_HOW TO COMPLETE THIS TASK:_
Beginning with the line where "the wooden fence" appears, restate the lines word for word through the last one in the listing.

_SOURCE DATA:_
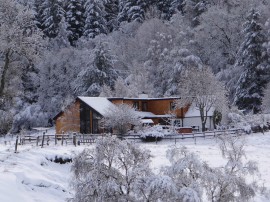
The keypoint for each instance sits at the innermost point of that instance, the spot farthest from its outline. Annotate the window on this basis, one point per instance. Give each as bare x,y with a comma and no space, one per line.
144,106
172,106
136,105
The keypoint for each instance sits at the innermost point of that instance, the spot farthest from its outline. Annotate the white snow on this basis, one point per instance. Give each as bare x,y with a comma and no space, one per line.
194,112
100,104
30,176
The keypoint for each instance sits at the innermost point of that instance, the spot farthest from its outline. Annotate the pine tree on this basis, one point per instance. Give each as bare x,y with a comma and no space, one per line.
111,12
100,72
167,8
51,12
95,22
75,19
132,10
252,61
192,9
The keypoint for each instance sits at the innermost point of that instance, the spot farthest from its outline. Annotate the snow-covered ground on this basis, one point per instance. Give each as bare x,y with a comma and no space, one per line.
30,176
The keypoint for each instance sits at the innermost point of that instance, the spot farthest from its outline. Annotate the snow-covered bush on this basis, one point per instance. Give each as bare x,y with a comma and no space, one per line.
186,172
249,122
121,117
6,119
153,132
110,171
31,116
229,182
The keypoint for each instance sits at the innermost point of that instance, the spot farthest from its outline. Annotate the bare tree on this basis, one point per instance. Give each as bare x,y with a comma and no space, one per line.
19,38
229,183
110,171
200,89
121,117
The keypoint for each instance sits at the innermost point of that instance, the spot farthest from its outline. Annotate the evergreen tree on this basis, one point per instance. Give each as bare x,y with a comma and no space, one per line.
50,14
168,7
111,12
75,19
192,9
252,61
100,72
132,10
95,22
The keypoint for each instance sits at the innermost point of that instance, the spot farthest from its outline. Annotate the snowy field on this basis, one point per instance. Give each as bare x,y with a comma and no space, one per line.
30,176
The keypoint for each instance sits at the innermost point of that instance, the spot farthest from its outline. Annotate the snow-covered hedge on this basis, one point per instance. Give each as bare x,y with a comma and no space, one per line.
154,131
254,122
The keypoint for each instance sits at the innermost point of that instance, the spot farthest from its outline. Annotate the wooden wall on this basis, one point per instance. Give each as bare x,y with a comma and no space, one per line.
69,120
158,107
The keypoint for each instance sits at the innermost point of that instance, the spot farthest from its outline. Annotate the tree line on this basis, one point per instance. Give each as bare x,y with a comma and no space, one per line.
52,51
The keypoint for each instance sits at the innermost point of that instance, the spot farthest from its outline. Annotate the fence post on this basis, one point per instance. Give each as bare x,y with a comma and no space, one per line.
62,141
74,139
43,137
37,140
16,144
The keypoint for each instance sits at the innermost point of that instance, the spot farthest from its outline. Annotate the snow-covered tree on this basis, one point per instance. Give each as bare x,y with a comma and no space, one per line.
95,22
266,100
252,62
20,42
131,10
98,72
200,89
111,10
51,13
229,183
121,117
185,171
166,64
75,16
110,171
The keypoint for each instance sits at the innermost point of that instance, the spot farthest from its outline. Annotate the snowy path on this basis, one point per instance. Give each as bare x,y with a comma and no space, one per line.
30,177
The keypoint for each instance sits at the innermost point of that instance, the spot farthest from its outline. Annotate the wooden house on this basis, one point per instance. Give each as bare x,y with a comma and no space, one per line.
85,114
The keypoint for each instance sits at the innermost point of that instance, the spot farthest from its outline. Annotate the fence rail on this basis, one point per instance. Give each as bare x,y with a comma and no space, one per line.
78,139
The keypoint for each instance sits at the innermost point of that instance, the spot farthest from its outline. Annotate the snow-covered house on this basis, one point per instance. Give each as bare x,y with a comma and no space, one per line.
85,113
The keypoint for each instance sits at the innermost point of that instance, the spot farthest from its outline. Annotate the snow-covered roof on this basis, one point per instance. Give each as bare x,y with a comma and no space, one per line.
194,112
147,121
152,115
100,104
142,98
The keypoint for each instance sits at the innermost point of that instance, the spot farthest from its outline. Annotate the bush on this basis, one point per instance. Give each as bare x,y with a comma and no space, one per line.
6,120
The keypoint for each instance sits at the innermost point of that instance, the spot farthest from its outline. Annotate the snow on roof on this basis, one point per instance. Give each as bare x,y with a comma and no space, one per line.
194,112
142,98
100,104
145,114
147,121
151,115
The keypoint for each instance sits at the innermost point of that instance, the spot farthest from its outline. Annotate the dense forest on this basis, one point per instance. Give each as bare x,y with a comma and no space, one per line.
54,50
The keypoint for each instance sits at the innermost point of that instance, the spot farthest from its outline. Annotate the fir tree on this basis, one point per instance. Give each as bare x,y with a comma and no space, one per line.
99,73
252,61
75,19
51,12
111,12
95,23
132,10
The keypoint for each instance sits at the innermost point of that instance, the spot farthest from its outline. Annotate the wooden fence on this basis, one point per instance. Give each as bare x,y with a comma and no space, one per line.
79,139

_TASK SOLUTION:_
The keypoint for each instance sits at the innermost point of that instance, the spot farthest from its outline. Annotate the wooden fence on this basis, one point per instance. Give each as bare x,y with a comma and no space, one per line.
79,139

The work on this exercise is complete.